** start EXTRACT TO READ **

A detailed description of one or more embodiments of the invention is provided below along with accompanying figures that illustrate the principles of the invention. The invention is described in connection with such embodiments, but the invention is not limited to any embodiment. The scope of the invention is limited only by the claims and the invention encompasses numerous alternatives, modifications and equivalents. Numerous specific details are set forth in the following description in order to provide a thorough understanding of the invention. These details are provided for the purpose of example and the invention may be practiced according to the claims without some or all of these specific details. For the purpose of clarity, technical material that is known in the technical fields related to the invention has not been described in detail so that the invention is not unnecessarily obscured.

A Fabry-Perot interferometer (FPI) mirror design and method of assembly is disclosed. The FPI includes a top mirror, a bottom mirror, a top spacer mesa, a bottom spacer mesa, and an adhesive. The top mirror is added to a top substrate. The bottom mirror is added to a bottom substrate. The top spacer mesa is added to the top substrate. The bottom spacer mesa is added to the bottom substrate. The adhesive is affixed between a) the top substrate or a top support element and b) the bottom substrate or a bottom support element or a piezo actuator.

In some embodiments, during production one or more specific elements are added to the FPI to establish a minimum gap distance between a top mirror and a bottom mirror. In some embodiments, the one or more specific elements are added using precise production processes (e.g., semiconductor manufacturing processes) such that a repeatable and parallel initial gap is established for the FPI. In some embodiments, the one or more elements comprise one or more mesas on the top substrate supporting the top mirror of an FPI, on the bottom substrate supporting the bottom mirror of the FPI, or on the top substrate and the bottom substrate supporting the top mirror and the bottom mirror, respectively, of the FPI.

In some embodiments, adding the top mirror and the bottom mirror comprises depositing a metal on the top substrate. In various embodiments, the metal comprises one of the following: aluminum, silver, gold, chromium, or any other appropriate metal. In various embodiments, adding or depositing the metal comprises one of the following: physical vapor deposition (PVD), e-beam evaporation deposition, sputtering deposition, or any other appropriate depositing manner.

** end EXTRACT TO READ **

▶ _GIVEN INSTRUCTION_: In the Fabry-Perot interferometer description, copy the stretch from "In some embodiments, during" through "of the FPI.", substituting "posts" for "mesas". You will not need the records to complete this work.

** start RAW DATA **

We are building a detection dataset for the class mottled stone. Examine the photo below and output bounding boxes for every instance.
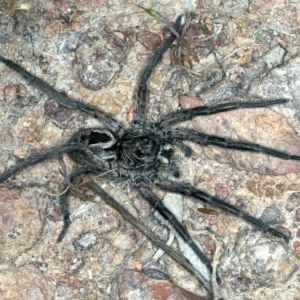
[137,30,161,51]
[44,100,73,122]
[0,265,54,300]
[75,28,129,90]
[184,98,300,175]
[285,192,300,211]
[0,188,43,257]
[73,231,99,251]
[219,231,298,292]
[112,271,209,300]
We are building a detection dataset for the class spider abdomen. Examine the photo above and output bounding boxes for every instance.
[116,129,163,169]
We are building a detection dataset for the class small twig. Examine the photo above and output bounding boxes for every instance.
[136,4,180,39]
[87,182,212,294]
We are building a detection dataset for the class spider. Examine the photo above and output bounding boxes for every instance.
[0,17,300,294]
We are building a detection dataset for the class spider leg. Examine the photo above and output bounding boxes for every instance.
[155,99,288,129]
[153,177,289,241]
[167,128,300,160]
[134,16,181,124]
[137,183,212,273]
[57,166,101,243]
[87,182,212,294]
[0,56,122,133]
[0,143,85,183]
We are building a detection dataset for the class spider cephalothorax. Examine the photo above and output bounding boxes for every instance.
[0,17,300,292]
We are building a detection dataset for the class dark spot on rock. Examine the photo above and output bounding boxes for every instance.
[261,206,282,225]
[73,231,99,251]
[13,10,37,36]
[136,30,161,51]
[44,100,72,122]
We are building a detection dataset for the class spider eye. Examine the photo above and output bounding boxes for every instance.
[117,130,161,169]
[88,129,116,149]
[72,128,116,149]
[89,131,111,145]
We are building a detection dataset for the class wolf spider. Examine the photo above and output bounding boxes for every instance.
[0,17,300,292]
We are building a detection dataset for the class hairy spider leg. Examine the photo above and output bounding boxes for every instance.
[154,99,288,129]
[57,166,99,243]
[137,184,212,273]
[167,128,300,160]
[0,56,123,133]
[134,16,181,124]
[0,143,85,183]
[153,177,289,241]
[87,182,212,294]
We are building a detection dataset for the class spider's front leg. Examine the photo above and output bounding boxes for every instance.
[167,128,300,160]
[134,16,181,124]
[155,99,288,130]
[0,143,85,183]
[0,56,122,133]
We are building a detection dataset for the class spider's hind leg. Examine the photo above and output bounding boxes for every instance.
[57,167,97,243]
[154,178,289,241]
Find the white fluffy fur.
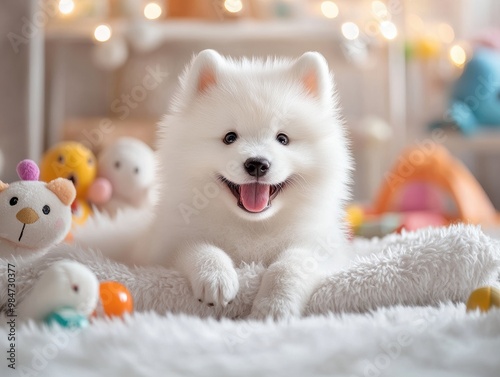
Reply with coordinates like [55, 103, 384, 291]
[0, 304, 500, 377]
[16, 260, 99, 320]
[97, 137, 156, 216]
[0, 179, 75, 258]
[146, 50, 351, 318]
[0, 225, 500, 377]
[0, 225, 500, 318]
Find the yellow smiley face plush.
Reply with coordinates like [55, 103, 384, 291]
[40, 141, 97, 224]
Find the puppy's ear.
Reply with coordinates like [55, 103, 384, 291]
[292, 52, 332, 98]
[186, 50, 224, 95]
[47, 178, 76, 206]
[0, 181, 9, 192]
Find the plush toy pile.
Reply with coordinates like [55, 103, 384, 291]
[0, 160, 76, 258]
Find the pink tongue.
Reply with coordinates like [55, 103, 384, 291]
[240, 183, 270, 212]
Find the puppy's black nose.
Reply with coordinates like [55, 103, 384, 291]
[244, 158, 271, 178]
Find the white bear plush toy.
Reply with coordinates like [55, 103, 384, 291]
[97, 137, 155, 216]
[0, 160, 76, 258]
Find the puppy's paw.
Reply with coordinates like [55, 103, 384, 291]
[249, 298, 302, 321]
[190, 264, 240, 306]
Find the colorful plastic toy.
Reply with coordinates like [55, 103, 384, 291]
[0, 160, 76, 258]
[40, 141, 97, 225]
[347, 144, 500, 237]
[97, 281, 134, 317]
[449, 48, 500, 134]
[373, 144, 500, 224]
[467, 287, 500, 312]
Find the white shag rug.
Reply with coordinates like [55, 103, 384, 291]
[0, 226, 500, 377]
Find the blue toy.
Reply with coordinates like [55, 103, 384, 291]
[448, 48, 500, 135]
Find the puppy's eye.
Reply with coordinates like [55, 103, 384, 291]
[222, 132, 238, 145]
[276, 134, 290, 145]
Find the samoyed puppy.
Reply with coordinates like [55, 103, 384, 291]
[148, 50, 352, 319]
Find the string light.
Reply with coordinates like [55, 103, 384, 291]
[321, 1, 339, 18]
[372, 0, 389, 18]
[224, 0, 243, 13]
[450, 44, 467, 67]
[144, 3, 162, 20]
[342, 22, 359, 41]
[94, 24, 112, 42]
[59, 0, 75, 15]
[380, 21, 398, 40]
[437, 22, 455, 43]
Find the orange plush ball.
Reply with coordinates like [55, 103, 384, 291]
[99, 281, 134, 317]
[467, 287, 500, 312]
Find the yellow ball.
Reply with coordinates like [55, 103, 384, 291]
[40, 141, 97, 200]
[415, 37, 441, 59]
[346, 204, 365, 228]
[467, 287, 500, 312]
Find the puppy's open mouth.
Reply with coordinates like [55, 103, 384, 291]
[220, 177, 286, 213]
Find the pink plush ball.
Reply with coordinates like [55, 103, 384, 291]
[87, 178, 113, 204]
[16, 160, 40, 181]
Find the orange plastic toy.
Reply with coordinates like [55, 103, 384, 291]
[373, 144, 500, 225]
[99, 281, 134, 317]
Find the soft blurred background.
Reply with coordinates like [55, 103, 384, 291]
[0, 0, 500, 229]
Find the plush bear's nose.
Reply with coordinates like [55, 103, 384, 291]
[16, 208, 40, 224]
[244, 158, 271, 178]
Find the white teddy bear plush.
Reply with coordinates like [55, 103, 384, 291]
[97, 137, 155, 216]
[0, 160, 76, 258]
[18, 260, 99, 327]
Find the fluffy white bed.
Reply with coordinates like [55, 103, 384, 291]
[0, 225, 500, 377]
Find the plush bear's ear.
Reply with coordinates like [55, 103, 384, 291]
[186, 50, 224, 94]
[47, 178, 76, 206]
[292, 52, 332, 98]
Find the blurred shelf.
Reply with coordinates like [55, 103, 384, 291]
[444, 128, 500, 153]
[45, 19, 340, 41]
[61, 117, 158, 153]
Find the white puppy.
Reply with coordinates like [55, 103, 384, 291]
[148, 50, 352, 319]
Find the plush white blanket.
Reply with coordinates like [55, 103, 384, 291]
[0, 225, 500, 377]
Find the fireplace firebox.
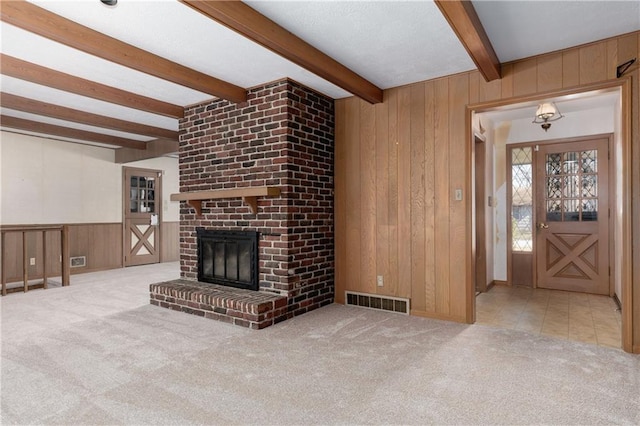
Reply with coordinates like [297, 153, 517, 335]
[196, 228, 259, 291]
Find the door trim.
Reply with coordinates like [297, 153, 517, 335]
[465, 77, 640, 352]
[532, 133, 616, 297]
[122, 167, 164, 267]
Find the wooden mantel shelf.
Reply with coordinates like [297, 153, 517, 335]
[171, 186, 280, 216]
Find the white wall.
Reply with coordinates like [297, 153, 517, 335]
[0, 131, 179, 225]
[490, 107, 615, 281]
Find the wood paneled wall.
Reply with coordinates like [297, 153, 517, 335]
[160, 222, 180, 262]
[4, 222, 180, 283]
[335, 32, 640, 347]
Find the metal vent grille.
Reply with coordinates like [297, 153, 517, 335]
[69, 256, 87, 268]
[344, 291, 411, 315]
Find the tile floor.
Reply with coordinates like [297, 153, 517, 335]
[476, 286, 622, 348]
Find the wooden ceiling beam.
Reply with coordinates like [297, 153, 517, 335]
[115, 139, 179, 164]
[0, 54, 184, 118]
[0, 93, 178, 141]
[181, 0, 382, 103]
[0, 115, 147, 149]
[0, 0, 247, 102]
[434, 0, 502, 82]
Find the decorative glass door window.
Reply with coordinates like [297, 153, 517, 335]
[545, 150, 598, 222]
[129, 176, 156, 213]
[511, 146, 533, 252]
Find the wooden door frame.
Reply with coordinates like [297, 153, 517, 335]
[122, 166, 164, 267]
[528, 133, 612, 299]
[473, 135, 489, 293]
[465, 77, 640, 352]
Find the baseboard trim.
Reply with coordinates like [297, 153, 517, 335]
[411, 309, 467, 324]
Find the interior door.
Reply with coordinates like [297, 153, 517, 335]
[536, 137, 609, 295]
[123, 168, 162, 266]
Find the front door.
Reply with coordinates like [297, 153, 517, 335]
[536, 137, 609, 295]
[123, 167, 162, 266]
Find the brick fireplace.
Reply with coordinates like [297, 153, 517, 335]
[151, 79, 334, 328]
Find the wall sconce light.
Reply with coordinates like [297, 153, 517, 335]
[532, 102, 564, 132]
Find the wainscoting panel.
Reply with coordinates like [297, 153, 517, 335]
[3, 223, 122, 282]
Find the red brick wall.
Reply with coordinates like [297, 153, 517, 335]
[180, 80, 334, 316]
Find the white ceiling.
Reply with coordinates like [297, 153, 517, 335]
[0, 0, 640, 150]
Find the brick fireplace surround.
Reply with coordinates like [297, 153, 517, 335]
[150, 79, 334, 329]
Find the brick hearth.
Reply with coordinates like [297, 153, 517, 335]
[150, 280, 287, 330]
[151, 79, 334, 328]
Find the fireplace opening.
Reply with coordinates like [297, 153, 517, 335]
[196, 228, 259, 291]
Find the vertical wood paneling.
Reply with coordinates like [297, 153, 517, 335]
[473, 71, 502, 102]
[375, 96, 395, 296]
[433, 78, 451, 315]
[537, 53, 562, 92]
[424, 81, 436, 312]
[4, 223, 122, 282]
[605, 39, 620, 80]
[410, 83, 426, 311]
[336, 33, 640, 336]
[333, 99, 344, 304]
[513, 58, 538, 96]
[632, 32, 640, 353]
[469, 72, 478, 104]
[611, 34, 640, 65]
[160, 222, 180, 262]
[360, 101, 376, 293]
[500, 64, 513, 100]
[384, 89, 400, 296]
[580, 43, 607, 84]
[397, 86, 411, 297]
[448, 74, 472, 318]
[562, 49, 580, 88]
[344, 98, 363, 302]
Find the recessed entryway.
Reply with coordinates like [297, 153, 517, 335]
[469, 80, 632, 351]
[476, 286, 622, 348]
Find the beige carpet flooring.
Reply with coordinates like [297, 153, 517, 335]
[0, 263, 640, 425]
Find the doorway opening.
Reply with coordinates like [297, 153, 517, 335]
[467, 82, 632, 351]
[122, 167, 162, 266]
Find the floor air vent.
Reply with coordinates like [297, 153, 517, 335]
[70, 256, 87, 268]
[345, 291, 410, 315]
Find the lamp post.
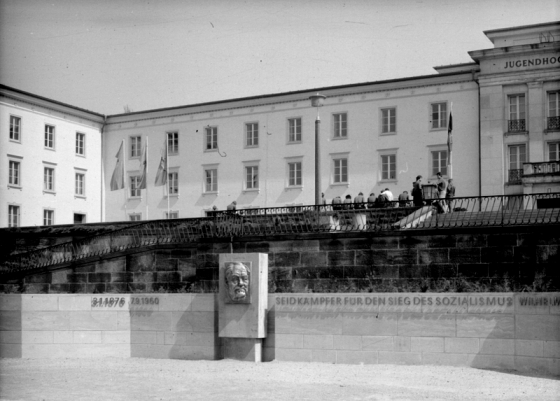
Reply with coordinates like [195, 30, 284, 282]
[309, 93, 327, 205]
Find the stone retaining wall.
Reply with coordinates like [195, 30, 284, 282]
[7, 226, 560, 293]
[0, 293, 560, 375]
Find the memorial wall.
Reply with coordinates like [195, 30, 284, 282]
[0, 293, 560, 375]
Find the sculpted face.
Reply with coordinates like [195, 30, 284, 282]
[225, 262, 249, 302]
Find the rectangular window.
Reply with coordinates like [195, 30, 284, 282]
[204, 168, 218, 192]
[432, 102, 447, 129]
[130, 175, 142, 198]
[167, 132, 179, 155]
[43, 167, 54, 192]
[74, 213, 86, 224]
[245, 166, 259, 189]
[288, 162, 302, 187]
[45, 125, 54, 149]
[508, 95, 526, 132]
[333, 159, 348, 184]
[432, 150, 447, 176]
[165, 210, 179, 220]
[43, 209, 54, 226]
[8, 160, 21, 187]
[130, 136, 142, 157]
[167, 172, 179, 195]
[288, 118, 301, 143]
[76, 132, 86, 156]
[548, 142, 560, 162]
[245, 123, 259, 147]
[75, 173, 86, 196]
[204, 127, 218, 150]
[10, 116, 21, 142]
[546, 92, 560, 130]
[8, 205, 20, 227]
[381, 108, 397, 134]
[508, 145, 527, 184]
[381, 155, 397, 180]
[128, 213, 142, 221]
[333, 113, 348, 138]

** end RAW DATA **

▶ _CORRECT ANSWER_:
In some embodiments, during production one or more specific elements are added to the FPI to establish a minimum gap distance between a top mirror and a bottom mirror. In some embodiments, the one or more specific elements are added using precise production processes (e.g., semiconductor manufacturing processes) such that a repeatable and parallel initial gap is established for the FPI. In some embodiments, the one or more elements comprise one or more posts on the top substrate supporting the top mirror of an FPI, on the bottom substrate supporting the bottom mirror of the FPI, or on the top substrate and the bottom substrate supporting the top mirror and the bottom mirror, respectively, of the FPI.